§ Given problem
Could you copy out every one of the records below word for word, omitting the pictures?

§ Records

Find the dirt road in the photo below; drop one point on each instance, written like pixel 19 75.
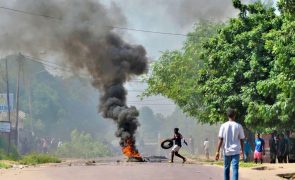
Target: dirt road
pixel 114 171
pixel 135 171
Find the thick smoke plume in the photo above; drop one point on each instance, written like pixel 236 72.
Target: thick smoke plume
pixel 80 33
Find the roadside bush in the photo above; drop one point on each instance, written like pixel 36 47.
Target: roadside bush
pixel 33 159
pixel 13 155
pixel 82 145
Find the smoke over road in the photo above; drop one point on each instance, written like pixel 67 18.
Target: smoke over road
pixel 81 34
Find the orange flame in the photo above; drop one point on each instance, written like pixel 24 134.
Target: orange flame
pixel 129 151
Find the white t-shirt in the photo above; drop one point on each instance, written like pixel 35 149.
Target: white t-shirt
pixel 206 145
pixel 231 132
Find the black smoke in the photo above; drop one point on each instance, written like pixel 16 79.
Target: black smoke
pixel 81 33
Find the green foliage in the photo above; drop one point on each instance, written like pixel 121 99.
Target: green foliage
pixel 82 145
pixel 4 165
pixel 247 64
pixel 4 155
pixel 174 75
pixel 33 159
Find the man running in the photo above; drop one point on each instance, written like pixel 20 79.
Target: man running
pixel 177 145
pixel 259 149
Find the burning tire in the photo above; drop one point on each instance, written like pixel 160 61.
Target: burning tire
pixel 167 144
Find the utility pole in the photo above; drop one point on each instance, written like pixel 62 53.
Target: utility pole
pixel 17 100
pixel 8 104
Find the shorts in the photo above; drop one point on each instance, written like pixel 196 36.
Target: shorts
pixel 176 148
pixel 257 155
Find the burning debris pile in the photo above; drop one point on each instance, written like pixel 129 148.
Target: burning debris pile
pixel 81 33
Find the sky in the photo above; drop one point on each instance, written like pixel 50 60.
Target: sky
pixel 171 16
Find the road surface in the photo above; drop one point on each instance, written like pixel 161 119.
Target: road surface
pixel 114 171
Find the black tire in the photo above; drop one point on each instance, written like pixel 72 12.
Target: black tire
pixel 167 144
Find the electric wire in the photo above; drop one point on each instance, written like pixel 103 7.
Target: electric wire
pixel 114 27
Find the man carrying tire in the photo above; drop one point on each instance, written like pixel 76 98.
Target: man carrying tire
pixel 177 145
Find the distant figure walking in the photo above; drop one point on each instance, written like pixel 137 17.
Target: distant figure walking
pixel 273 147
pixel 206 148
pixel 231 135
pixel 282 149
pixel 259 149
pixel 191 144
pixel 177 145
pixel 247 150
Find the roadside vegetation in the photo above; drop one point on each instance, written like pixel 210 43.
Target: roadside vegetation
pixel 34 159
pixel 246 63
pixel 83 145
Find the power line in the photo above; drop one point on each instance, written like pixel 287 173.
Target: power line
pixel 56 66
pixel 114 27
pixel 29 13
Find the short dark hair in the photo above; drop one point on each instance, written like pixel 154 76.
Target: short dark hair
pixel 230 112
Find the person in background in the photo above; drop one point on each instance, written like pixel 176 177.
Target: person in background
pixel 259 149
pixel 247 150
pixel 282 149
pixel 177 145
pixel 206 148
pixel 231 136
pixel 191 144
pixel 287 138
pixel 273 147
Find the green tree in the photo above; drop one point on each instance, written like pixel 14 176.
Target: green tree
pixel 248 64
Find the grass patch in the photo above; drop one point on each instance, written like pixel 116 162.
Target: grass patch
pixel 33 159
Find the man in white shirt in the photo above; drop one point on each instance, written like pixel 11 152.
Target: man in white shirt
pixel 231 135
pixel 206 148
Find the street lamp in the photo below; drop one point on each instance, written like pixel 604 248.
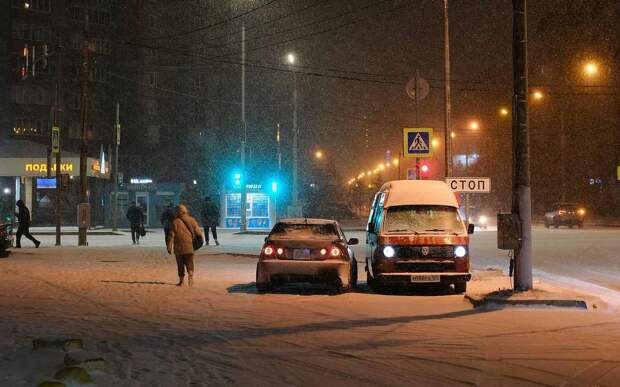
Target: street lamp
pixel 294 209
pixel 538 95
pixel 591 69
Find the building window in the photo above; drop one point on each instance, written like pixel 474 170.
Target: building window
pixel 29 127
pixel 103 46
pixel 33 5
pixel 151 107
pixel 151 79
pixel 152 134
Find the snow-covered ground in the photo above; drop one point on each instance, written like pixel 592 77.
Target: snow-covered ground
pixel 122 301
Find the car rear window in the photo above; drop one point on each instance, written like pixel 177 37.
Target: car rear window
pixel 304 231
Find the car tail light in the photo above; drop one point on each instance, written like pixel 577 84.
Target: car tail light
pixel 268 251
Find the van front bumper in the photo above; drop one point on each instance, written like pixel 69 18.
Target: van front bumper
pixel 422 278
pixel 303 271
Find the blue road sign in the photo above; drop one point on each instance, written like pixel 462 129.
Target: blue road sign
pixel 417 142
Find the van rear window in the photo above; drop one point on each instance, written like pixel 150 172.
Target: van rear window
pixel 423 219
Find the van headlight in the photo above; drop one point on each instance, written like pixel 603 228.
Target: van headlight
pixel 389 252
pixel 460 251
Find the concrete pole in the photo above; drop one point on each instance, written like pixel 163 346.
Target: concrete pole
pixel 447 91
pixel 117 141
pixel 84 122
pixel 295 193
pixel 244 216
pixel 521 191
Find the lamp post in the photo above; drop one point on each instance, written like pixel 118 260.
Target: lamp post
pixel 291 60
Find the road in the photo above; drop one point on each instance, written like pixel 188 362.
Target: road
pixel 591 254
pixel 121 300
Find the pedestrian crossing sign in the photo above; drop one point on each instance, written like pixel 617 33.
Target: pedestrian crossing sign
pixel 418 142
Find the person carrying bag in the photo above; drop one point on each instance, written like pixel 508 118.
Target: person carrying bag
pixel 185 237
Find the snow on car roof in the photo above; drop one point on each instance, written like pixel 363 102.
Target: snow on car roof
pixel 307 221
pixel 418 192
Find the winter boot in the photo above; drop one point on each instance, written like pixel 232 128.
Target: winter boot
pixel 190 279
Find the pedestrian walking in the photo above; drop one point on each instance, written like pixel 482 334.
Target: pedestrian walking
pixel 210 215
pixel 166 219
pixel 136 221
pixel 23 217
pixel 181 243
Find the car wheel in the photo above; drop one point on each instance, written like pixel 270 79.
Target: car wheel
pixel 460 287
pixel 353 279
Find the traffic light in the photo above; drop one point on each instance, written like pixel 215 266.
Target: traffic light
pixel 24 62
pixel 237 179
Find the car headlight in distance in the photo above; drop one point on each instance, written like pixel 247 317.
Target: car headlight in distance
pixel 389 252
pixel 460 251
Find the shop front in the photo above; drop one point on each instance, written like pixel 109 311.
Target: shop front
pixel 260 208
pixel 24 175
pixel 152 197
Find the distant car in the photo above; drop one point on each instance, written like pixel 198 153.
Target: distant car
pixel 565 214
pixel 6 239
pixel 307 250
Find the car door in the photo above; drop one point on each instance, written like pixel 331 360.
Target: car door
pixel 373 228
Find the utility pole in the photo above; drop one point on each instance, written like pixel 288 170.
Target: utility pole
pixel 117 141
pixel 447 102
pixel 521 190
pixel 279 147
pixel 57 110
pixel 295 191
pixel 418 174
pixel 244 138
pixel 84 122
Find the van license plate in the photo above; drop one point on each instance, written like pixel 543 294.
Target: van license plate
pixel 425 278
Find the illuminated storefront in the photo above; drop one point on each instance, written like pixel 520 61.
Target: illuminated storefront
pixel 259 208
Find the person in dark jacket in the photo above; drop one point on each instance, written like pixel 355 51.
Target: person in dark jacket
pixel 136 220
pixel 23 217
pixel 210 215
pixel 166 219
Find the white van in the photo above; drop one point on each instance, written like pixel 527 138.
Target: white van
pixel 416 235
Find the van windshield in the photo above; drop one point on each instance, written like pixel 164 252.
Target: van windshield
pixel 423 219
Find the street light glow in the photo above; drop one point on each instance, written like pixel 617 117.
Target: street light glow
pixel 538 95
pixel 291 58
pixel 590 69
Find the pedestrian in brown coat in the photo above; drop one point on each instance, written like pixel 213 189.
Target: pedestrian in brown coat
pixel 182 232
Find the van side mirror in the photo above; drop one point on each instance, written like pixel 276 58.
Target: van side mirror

§ Complete answer
Find the dirt road in the photo below; drop one point on each instance, written like pixel 19 75.
Target: dirt road
pixel 114 171
pixel 135 171
Find the thick smoke plume in the photo above; drop one point on each instance, written like pixel 236 72.
Target: thick smoke plume
pixel 80 33
Find the roadside bush in the photo above; drop one point on each instance, written like pixel 36 47.
Target: roadside bush
pixel 33 159
pixel 13 155
pixel 82 145
Find the smoke over road in the photo above; drop one point on each instance, written like pixel 67 18.
Target: smoke over road
pixel 81 34
Find the orange flame in the photo above; drop one point on each instance, written like pixel 24 134.
Target: orange flame
pixel 129 151
Find the white t-shirt in the photo above; drop one point on each instance, written like pixel 35 149.
Target: white t-shirt
pixel 206 145
pixel 231 132
Find the black smoke in the photo above; drop one point on each instance, written like pixel 16 79.
Target: black smoke
pixel 81 33
Find the green foliage in the photo above; drop one point on each instance, written like pixel 121 99.
Target: green foliage
pixel 82 145
pixel 4 165
pixel 247 64
pixel 4 155
pixel 174 75
pixel 33 159
Find the man running in the photo above; drop one point on each instance, written like pixel 20 79.
Target: man running
pixel 177 145
pixel 259 149
Find the burning tire in the photo above; drop one point on each instance, written like pixel 160 61.
Target: burning tire
pixel 167 144
Find the utility pole in the photo above; drop one point on each instance, written like pixel 62 53.
Target: utility pole
pixel 17 100
pixel 8 104
Find the shorts in the photo above; drop one point on each instance, written like pixel 196 36.
Target: shorts
pixel 176 148
pixel 257 155
Find the burning debris pile in the photo above; drop one point on each instance, written like pixel 129 148.
Target: burning debris pile
pixel 81 33
Find the sky in the photo above; drop one point on each instance, written like pixel 50 60.
Target: sky
pixel 171 16
Find the road surface in the photo above; drop one point on each instance, written like pixel 161 119.
Target: road surface
pixel 114 171
Find the black tire in the photo above; drop one point on each instance, written like pixel 72 12.
Target: black tire
pixel 167 144
Find the electric wire in the photo above; drop one point on each instance, written like pixel 103 7.
Target: electric wire
pixel 114 27
Find the man carrying tire in the photo above; drop one point on each instance, written like pixel 76 98.
Target: man carrying tire
pixel 177 145
Find the distant figure walking in the photo above; drop one point on each instance, written like pixel 137 17.
Target: distant figure walking
pixel 273 147
pixel 206 148
pixel 231 135
pixel 282 149
pixel 259 149
pixel 191 144
pixel 177 145
pixel 247 150
Find the roadside vegetation in the photo above; drop one point on each instance, written like pixel 210 43.
Target: roadside vegetation
pixel 34 159
pixel 246 63
pixel 83 145
Find the power line in the photo above; drop one point on each instance, written like pixel 287 173.
Target: power line
pixel 56 66
pixel 114 27
pixel 29 13
Find the short dark hair in the photo above; drop one point on each instance, written like pixel 154 76.
Target: short dark hair
pixel 230 112
Find the person in background in the photo above; drop one point on each instance, written like pixel 176 177.
Target: person in background
pixel 259 149
pixel 247 150
pixel 282 149
pixel 177 145
pixel 206 148
pixel 231 136
pixel 191 144
pixel 287 138
pixel 273 147
Find the green tree in the photo above; drop one point on each instance, written like pixel 14 176.
Target: green tree
pixel 248 64
Find the grass patch in the photo above; drop one point on each instance, written like pixel 116 162.
Target: grass patch
pixel 33 159
Find the man in white shirt in the photo above; drop one point on each instance, written like pixel 11 152.
Target: man in white shirt
pixel 231 135
pixel 206 148
Find the street lamp in the photo below; drop one point on each instance, written like pixel 604 248.
Target: street lamp
pixel 294 209
pixel 538 95
pixel 591 69
Find the building window in the photo above; drop one point on each instance, written like pixel 474 170.
Target: building window
pixel 29 127
pixel 103 46
pixel 33 5
pixel 151 107
pixel 151 79
pixel 152 134
Find the snow-covered ground in the photo above; drop one point on each instance, written like pixel 592 77.
Target: snow-covered ground
pixel 122 301
Find the car rear window in the photo above; drop one point on each instance, written like pixel 177 37.
Target: car rear window
pixel 304 231
Find the car tail light in the photo above; drop one point on each instance, written like pixel 577 84.
Target: car tail light
pixel 268 251
Find the van front bumper in the photo above; drop one point on each instance, written like pixel 69 18.
Target: van front bumper
pixel 422 278
pixel 303 271
Find the blue road sign in the photo above; drop one point on each instance, written like pixel 462 129.
Target: blue road sign
pixel 417 142
Find the van rear window in the photo above; drop one point on each instance, written like pixel 150 172.
Target: van rear window
pixel 423 219
Find the van headlight in the photo above; drop one point on each instance, written like pixel 603 228.
Target: van headlight
pixel 389 252
pixel 460 251
Find the concrete pole in the photo above; drop one point on each instance, written like pixel 163 346.
Target: concrete pole
pixel 447 91
pixel 117 141
pixel 84 122
pixel 295 193
pixel 244 216
pixel 521 191
Find the lamp post in the photo above; drop one point on each instance, written like pixel 118 260.
Target: lamp post
pixel 291 60
Find the road in the photo above; drop one point on each instance, written like pixel 188 362.
Target: road
pixel 591 254
pixel 121 300
Find the pedestrian crossing sign in the photo above; drop one point on each instance, written like pixel 617 33.
Target: pedestrian crossing sign
pixel 418 142
Find the person carrying bag in the photo above; drop one point on each instance, written like pixel 508 118.
Target: person carrying bag
pixel 185 237
Find the snow on car roof in the photo above; drop one point on each instance, written like pixel 363 102.
Target: snow on car roof
pixel 307 221
pixel 418 192
Find the winter boot in the photo above; drop one point on each instance, written like pixel 232 128.
Target: winter boot
pixel 190 279
Find the pedestrian walking in the photo above; drop one point on each instance, written like pixel 482 334.
Target: pedestrian walking
pixel 210 215
pixel 166 219
pixel 136 221
pixel 23 217
pixel 181 243
Find the car wheel in the photo above; drop one point on each instance, written like pixel 270 79.
Target: car wheel
pixel 460 287
pixel 353 279
Find the traffic light in the photo above; drop one point on each instance, written like pixel 215 266.
Target: traffic light
pixel 24 62
pixel 237 179
Find the car headlight in distance in the photo above; drop one point on each instance, written like pixel 247 317.
Target: car headlight in distance
pixel 389 252
pixel 460 251
Find the shop front in the photo above; drop one point on each instance, written like pixel 109 311.
Target: shop front
pixel 260 208
pixel 24 175
pixel 152 197
Find the distant car in the photo above; drop one point on each instance, written like pixel 198 153.
Target: distant car
pixel 565 214
pixel 6 239
pixel 307 250
Find the car door in the photo above; drop one point on each instance, written like pixel 331 360.
Target: car door
pixel 373 228
Find the utility pole in the photo above; drop one point on each instance, written like pixel 288 170.
Target: utility pole
pixel 117 141
pixel 447 102
pixel 521 190
pixel 279 147
pixel 57 110
pixel 295 191
pixel 418 174
pixel 244 138
pixel 84 122
Find the van license plate in the photo above; drop one point on each instance, written like pixel 543 294.
Target: van license plate
pixel 425 278
Find the illuminated storefront in the photo above; drop one point on each instance, written like pixel 520 61.
Target: illuminated storefront
pixel 259 208
Find the person in dark jacket in the photo above; drop one point on each instance, written like pixel 355 51.
Target: person in dark jacket
pixel 136 220
pixel 23 217
pixel 210 215
pixel 166 219
Find the white van in the photo above; drop one point on each instance, written like pixel 527 138.
Target: white van
pixel 416 235
Find the van windshield in the photo above; drop one point on each instance, written like pixel 164 252.
Target: van windshield
pixel 423 219
Find the street light glow in the photo above; drop one point on each instance, written like pixel 617 117.
Target: street light glow
pixel 538 95
pixel 291 58
pixel 590 69
Find the pedestrian in brown coat in the photo above; drop one point on each instance, written like pixel 213 189.
Target: pedestrian in brown coat
pixel 182 232
Find the van side mirror in the photo above; drop one point on each instance, written like pixel 276 58.
Target: van side mirror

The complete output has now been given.